_PROBLEM REQUIREMENTS_: Reproduce the following material verbatim, from the line with "Put a dot on the concrete" to the line with "<point>494,546</point>", including both of those lines.

::: EXTRACTED MATERIAL

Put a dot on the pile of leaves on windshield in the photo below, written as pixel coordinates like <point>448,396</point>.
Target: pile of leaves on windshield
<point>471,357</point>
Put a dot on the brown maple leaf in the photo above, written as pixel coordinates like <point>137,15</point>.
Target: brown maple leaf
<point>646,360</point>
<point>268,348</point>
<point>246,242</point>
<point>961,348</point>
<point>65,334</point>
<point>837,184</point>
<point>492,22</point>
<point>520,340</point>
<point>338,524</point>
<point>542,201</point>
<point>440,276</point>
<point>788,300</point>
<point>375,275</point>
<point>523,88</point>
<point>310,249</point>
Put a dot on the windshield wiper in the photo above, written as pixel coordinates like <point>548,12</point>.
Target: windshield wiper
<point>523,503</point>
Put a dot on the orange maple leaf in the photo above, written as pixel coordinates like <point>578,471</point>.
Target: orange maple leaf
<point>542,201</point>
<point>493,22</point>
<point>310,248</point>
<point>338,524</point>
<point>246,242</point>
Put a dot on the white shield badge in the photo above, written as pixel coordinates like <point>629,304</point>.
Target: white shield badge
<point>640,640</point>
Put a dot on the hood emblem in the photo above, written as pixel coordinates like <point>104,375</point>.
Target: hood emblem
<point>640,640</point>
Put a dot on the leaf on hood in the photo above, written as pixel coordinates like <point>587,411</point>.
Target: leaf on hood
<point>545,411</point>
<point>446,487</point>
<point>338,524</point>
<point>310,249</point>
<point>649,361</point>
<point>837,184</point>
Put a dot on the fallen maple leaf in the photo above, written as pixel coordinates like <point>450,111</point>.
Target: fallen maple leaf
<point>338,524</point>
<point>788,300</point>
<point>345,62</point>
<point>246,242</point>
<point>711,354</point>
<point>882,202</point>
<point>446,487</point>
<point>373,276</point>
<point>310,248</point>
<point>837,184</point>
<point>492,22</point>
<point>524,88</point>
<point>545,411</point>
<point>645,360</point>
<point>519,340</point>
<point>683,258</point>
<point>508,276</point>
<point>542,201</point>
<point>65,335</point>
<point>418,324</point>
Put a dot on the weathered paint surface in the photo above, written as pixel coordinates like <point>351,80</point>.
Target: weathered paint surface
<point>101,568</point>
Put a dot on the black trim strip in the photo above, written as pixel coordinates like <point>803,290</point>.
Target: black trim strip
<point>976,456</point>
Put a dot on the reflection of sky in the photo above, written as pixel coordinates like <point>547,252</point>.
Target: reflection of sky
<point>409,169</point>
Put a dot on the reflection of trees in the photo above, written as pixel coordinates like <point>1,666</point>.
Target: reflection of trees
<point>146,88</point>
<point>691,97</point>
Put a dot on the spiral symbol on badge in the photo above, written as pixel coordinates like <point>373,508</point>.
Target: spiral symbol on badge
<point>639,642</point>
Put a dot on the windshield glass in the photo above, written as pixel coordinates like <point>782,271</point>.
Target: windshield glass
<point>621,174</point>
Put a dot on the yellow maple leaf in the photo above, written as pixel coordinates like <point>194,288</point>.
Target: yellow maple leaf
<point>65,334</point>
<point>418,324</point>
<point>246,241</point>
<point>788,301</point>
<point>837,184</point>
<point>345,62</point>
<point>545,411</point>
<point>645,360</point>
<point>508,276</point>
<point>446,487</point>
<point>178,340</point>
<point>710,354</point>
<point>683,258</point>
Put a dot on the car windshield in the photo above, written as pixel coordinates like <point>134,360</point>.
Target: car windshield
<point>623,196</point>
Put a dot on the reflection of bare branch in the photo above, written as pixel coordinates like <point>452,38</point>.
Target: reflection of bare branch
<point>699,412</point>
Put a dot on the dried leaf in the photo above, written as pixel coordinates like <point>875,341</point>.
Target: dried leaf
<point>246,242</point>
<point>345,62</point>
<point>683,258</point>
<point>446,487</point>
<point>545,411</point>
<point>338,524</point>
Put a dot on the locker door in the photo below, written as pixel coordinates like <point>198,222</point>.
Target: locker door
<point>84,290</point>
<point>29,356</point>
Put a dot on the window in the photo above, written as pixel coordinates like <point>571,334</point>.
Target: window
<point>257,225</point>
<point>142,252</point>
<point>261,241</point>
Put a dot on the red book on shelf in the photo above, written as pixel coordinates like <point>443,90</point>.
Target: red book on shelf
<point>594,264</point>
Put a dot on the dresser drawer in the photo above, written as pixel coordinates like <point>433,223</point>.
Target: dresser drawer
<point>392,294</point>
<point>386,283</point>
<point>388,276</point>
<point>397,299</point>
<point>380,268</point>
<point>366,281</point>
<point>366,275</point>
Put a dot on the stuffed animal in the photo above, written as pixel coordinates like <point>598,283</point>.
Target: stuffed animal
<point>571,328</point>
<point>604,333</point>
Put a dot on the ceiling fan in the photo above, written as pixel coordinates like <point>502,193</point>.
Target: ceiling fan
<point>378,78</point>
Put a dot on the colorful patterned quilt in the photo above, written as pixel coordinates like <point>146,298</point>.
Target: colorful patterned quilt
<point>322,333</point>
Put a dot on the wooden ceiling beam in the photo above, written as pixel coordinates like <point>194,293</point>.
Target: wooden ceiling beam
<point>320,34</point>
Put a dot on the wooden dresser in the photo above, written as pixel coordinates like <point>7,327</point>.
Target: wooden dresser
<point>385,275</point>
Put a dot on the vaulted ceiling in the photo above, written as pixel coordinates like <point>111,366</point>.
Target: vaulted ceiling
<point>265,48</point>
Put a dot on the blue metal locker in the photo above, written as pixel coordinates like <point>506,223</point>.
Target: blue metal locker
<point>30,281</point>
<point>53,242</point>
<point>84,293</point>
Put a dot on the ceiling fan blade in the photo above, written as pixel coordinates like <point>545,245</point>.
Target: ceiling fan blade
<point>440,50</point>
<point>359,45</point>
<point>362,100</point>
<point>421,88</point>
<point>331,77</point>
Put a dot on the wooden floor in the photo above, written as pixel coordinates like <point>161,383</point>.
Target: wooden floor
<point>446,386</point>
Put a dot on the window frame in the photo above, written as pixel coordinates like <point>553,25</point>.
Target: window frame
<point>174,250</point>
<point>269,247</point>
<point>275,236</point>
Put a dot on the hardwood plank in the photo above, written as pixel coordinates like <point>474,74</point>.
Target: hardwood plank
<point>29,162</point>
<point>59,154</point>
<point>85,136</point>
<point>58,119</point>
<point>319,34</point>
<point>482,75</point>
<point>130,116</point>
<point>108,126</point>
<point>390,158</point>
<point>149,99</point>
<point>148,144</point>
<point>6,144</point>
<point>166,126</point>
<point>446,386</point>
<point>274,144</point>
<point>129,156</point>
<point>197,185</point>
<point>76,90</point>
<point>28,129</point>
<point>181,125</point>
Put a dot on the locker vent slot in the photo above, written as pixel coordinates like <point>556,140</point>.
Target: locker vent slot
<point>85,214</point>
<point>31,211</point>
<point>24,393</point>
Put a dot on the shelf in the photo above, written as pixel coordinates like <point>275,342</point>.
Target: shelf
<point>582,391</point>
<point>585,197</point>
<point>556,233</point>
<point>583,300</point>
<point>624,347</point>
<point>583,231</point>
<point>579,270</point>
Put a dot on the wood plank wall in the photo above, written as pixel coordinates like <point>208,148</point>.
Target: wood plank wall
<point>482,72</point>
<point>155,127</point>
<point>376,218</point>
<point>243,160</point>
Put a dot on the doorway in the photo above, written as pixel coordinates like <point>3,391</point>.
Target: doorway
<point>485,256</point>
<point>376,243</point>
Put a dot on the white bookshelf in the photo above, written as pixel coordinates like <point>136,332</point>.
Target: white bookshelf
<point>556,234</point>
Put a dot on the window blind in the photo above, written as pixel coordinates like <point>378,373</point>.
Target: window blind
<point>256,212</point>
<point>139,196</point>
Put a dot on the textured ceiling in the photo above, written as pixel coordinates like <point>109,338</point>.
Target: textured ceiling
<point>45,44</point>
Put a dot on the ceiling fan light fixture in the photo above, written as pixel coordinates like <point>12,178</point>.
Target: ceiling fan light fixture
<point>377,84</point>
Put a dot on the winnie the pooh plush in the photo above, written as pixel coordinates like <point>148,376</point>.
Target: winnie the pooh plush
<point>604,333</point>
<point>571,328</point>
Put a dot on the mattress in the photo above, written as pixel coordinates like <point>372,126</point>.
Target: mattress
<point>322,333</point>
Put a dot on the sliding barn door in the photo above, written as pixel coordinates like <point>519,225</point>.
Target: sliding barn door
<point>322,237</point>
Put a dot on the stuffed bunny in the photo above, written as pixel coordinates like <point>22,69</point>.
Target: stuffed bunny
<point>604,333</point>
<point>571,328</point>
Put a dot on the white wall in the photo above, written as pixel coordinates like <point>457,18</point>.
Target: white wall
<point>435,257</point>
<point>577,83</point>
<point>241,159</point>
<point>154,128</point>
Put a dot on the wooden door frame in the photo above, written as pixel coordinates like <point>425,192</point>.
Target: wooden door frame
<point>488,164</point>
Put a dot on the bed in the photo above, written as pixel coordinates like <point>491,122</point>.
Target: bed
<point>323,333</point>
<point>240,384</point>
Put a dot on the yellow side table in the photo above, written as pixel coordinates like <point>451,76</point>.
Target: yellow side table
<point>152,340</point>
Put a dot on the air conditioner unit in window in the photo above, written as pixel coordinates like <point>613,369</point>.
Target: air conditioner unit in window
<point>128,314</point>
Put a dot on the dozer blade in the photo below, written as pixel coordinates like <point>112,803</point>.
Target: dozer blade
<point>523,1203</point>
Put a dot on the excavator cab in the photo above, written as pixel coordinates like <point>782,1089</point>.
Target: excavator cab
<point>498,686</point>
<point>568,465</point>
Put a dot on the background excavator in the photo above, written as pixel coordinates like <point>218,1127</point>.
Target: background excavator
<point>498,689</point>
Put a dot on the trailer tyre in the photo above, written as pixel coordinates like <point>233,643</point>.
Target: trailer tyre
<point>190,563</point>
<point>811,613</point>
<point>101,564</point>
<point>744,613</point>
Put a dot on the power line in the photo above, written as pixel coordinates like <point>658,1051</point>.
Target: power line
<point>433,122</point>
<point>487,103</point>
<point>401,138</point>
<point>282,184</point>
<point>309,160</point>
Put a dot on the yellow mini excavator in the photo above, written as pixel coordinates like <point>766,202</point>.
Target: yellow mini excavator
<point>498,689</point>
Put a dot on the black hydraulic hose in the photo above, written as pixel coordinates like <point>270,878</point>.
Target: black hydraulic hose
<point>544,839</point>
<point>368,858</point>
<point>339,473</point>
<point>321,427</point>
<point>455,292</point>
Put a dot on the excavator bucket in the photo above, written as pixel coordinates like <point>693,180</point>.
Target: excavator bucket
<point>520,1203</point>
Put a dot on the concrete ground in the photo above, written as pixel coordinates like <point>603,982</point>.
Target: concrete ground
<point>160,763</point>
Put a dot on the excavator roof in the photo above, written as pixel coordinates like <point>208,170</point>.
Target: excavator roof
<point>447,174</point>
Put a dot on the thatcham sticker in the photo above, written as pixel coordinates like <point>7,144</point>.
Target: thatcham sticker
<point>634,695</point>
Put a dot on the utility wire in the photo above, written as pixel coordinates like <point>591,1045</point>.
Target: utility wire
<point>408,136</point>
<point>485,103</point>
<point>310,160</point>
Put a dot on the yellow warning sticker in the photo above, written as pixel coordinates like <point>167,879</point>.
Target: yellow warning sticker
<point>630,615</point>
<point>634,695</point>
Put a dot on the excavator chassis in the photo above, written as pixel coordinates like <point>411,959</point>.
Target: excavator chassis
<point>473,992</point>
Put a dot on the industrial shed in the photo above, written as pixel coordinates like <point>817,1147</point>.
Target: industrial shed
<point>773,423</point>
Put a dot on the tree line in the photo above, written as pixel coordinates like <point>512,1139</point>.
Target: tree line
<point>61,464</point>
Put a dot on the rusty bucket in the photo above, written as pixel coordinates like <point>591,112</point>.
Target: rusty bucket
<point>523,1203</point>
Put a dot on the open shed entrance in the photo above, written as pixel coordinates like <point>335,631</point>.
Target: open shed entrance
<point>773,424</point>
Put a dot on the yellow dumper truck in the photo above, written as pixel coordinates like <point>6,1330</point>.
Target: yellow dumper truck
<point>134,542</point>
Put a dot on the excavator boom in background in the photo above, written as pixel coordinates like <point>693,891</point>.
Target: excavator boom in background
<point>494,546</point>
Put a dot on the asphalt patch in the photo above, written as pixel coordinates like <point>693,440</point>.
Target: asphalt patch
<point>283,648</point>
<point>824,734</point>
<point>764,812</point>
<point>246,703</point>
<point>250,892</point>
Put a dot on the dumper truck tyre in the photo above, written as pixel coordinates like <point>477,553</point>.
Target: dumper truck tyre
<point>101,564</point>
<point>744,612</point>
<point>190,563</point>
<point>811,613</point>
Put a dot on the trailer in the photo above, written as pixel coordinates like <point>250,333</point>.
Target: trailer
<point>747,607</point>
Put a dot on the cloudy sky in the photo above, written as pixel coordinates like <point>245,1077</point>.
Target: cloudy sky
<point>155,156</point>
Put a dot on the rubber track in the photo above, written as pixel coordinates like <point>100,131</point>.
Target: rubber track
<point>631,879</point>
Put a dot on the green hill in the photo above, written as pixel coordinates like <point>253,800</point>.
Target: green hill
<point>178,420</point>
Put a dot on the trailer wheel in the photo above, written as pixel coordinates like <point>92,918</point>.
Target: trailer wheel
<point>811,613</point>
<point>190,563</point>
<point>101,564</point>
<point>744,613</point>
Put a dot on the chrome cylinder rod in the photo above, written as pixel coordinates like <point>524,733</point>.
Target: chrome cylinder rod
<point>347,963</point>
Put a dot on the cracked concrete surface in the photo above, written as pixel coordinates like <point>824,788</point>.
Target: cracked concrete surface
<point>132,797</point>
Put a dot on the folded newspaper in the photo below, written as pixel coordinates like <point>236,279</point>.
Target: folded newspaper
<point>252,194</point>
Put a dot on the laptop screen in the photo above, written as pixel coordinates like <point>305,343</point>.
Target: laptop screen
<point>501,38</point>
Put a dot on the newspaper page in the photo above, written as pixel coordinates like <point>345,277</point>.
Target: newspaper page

::::::

_RESULT_:
Put a dot on the concrete ground in the photo above, written as pixel coordinates like <point>603,982</point>.
Target: concrete ground
<point>160,763</point>
Put a dot on the excavator roof in the photo above, written as pixel coordinates like <point>208,170</point>.
Target: excavator roof
<point>447,174</point>
Put a dot on the thatcham sticker in the photo above, written as pixel coordinates like <point>7,144</point>.
Target: thatcham sticker
<point>634,695</point>
Put a dot on the utility wire in the photo above, written as pixel coordinates like <point>591,1045</point>.
Target: utility wire
<point>408,136</point>
<point>485,103</point>
<point>310,160</point>
Put a dot on the yellow warning sticker in the photo above, written as pixel coordinates like <point>167,879</point>.
Target: yellow warning sticker
<point>630,615</point>
<point>634,695</point>
Put a dot on the excavator chassis in the photo above, written as pixel coordinates like <point>411,959</point>.
Target: excavator chassis
<point>473,992</point>
Put a dot on the industrial shed in the photo above, written as pixel coordinates like <point>817,1147</point>.
Target: industrial shed
<point>773,423</point>
Put a dot on the tree line in the photo above, written as pixel coordinates like <point>512,1139</point>.
Target: tree line
<point>61,464</point>
Put a dot on the rusty bucket in the photo above, written as pixel coordinates like <point>591,112</point>.
Target: rusty bucket
<point>523,1203</point>
Put a dot on the open shed entrance in the photo above, written as pixel coordinates like <point>335,631</point>.
Target: open shed entrance
<point>773,424</point>
Put a dot on the yellow dumper truck in the photo above, written as pixel coordinates like <point>6,1330</point>.
Target: yellow dumper truck
<point>134,542</point>
Put a dot on the excavator boom in background in the photo above, written as pixel coordinates like <point>693,891</point>.
Target: excavator boom in background
<point>494,546</point>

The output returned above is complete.